EXERCISE DESCRIPTION> Write out, word for word, only the lines from the one containing "Put one point on every instance of the potted" through the final line of the data.

GIVEN ENTRIES>
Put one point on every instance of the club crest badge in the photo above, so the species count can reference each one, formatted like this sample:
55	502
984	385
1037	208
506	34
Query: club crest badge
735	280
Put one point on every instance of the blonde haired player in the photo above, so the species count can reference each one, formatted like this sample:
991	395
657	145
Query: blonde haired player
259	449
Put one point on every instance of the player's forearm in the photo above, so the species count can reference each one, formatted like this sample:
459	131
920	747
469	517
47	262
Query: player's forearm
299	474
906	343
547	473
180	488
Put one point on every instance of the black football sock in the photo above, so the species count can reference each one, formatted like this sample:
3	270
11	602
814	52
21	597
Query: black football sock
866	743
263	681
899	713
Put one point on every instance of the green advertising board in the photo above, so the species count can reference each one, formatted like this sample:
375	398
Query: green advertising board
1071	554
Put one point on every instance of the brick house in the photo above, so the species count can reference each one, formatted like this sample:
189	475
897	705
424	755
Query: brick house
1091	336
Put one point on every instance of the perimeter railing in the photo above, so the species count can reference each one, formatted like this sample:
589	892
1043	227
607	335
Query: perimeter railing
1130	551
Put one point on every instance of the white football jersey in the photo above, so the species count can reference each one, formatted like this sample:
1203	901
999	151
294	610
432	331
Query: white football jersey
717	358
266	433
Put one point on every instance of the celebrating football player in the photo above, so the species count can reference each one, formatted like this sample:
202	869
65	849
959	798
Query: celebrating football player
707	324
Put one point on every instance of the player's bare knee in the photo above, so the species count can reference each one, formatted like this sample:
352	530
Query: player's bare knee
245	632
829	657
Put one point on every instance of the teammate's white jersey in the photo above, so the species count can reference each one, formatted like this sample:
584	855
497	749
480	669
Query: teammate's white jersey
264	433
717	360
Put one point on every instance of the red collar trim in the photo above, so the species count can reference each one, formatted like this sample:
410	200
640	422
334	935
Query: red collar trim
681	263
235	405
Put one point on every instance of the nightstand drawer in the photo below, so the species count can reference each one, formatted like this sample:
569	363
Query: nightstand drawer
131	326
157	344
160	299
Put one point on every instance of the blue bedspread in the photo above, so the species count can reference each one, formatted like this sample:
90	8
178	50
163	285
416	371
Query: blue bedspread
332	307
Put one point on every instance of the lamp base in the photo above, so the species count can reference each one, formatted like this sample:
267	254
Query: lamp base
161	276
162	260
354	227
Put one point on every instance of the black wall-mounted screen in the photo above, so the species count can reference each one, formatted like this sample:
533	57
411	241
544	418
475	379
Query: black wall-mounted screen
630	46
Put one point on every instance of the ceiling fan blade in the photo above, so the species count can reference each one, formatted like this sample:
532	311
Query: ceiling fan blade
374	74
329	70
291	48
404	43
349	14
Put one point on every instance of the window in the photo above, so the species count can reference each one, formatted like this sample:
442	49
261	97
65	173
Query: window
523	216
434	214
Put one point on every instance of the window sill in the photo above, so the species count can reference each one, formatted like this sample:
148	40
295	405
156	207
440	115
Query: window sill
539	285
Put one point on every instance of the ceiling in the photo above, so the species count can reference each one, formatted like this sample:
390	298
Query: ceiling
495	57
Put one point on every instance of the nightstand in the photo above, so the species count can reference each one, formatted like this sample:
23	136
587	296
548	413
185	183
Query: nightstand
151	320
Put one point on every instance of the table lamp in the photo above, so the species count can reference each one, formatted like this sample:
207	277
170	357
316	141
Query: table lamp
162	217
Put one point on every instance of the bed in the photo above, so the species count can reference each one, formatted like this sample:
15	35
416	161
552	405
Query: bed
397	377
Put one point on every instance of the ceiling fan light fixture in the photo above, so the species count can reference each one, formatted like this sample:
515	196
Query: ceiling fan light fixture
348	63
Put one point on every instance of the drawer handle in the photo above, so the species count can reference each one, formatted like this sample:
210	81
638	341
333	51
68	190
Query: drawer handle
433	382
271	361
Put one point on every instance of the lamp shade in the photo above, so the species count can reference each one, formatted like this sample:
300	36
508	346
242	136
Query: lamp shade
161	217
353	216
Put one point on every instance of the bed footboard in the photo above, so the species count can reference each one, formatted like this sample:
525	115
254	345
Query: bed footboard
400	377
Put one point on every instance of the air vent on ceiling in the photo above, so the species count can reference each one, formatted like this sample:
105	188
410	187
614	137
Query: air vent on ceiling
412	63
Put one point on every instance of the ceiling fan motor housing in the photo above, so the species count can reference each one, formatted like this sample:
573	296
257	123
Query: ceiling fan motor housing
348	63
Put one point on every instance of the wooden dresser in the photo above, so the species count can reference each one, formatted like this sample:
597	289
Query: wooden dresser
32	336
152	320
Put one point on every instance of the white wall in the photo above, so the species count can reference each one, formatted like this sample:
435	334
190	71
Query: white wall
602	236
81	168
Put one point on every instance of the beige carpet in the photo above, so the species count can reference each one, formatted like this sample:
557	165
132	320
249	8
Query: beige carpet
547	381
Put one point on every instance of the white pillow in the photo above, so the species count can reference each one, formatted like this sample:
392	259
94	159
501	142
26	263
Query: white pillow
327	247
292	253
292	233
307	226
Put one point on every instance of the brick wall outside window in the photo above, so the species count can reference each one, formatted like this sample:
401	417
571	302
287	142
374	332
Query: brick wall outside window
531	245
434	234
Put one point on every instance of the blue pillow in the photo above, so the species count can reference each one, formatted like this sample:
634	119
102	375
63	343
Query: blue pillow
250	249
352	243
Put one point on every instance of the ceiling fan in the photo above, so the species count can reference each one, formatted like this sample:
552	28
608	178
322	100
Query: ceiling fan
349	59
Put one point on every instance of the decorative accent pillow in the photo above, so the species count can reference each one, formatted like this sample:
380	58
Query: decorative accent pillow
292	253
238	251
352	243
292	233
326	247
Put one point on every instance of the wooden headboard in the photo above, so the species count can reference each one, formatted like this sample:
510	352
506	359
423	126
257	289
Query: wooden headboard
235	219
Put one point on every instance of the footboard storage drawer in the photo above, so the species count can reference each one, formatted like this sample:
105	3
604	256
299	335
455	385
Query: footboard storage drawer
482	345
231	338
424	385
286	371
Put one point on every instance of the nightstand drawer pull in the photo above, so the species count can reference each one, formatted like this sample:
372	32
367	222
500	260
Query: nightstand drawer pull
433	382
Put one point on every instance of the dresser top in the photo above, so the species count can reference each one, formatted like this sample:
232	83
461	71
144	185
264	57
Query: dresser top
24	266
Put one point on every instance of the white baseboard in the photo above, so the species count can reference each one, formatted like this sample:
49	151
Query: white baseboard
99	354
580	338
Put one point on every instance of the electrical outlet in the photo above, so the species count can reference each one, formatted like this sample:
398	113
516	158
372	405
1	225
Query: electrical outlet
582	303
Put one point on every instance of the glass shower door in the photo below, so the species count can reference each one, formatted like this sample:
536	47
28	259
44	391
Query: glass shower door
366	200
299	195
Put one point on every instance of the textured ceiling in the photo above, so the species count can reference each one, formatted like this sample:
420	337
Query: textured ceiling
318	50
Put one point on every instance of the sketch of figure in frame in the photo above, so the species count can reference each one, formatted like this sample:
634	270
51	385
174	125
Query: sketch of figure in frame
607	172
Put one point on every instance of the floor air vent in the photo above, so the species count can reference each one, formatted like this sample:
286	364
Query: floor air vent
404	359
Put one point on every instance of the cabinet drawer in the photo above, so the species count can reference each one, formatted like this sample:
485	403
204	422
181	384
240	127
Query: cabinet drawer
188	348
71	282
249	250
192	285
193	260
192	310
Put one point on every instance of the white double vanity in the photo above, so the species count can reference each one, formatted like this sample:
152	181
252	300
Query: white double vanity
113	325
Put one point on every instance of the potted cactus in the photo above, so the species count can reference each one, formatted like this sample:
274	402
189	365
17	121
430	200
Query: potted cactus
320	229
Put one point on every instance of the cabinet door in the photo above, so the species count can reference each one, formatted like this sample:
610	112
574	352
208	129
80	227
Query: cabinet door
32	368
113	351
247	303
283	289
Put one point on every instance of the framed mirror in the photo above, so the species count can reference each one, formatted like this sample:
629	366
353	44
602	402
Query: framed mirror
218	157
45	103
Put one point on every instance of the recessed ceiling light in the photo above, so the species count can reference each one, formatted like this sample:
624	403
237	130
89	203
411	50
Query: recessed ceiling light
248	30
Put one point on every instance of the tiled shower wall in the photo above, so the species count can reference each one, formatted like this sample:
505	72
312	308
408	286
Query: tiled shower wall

WRITTEN REPLY>
Put one point on every instance of the potted cactus in the photo above, so the species count can reference each one, formatted like this sample:
274	402
189	365
17	121
430	200
Query: potted cactus
320	229
Put one point on every instance of the cabinet door in the photo above, so the species count can reference each one, formatted like this sample:
610	112
574	352
208	129
80	227
Query: cabinet door
32	368
113	351
247	303
283	289
Put one point on every instance of the framed mirror in the photo above, so the species count can reference each one, formatted like this sample:
629	366
353	44
602	402
Query: framed mirror
218	157
45	103
Put one point on every instance of the recessed ceiling light in the photo above, so the species count can reference each one, formatted like this sample:
624	403
237	130
89	203
411	50
Query: recessed ceiling light
248	30
Put one point on every instance of the tiled shower wall in the photo above, so the species count can reference each one, formatted like this sample:
505	72
312	308
408	286
Query: tiled shower wall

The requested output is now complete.